Instructions for the task: Repeat the material exactly as it appears.

# Start of Task data

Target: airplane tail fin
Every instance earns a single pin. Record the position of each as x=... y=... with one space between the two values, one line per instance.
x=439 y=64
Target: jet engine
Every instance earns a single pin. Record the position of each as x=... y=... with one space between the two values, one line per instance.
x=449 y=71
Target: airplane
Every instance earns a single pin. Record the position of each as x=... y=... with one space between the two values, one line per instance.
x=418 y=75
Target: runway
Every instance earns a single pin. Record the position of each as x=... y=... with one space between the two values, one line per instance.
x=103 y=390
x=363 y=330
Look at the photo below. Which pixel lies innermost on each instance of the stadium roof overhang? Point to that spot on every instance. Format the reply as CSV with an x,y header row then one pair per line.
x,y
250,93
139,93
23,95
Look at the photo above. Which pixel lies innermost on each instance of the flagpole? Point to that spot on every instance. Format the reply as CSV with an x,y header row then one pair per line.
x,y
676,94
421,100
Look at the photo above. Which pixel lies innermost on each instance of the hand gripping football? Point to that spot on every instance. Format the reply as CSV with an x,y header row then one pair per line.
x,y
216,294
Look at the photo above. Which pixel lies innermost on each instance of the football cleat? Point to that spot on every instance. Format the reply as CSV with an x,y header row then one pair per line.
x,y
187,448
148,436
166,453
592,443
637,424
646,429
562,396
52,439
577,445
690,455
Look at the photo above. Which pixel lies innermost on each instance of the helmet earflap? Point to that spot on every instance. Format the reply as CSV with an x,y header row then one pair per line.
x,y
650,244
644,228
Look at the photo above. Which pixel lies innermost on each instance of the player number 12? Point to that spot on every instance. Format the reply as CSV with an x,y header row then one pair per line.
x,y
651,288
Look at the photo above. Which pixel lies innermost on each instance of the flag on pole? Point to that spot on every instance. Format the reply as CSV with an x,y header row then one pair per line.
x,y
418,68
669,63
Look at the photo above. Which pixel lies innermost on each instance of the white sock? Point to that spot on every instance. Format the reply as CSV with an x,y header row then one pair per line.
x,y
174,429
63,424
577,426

# End of Task data

Task solution:
Target: airplane tail fin
Every instance earns a single pin. Record the position of each as x=... y=... with one space between the two values, one line per instance.
x=439 y=64
Target: jet engine
Every instance earns a single pin. Record the position of each as x=... y=... with one space between the two values, one line per instance.
x=449 y=71
Target: airplane
Every instance earns a single pin. Record the position of each as x=... y=... with one space between the two values, one line per instance.
x=418 y=75
Target: runway
Every instance earns a single pin. Record the position of each as x=... y=... with one space between the two values, one line per instance.
x=103 y=390
x=363 y=330
Look at the photo below. Which pixel lies innermost on each instance of the stadium roof overhang? Point to that spot on every instance. Format the reply as CSV with an x,y header row then one pair per line.
x,y
250,93
139,93
23,95
Look at the photo above. Which pixel lies innermost on each instance of the flagpole? Point to that spot on every instance. Format the reply as CSV with an x,y header row then one pair per line.
x,y
676,94
421,100
Look at the photo above. Which pixel lies innermost on each instance of the hand gripping football? Point to that spot on every instance. Format the reply as CSV with an x,y header row then one pair per line.
x,y
216,294
Look at the photo above. Which pixel lies innermost on each instance of the football cleat? Point to that spot on every instance. Format the reply as CSV with an x,y header row then one pair per line.
x,y
187,448
148,436
166,453
592,443
637,424
646,429
562,396
52,439
577,445
690,455
Look at the photo above. Which pixel lies innermost on each instance of the helmet earflap? Point to that spot on every instance. Format the reply as CSV with an x,y header row then one pair per line.
x,y
650,244
644,228
Look at the photo above. Which pixel lies innermost on each instance of the player number 12? Point to that spot on every instance. Format the reply as CSV with an x,y header row then one pair per line.
x,y
651,288
Look at the photo above. Which pixel lies innermost on each instance of the flag on pole? Point to that spot on every instance. Format the reply as CSV with an x,y header row then one pair per line.
x,y
418,68
669,63
Look at the photo above. Which pixel lies innermost on each instance of the white sock? Point to that spot on every instance. Format the reply as CSV with an x,y header row then one pair per line.
x,y
174,429
63,424
577,426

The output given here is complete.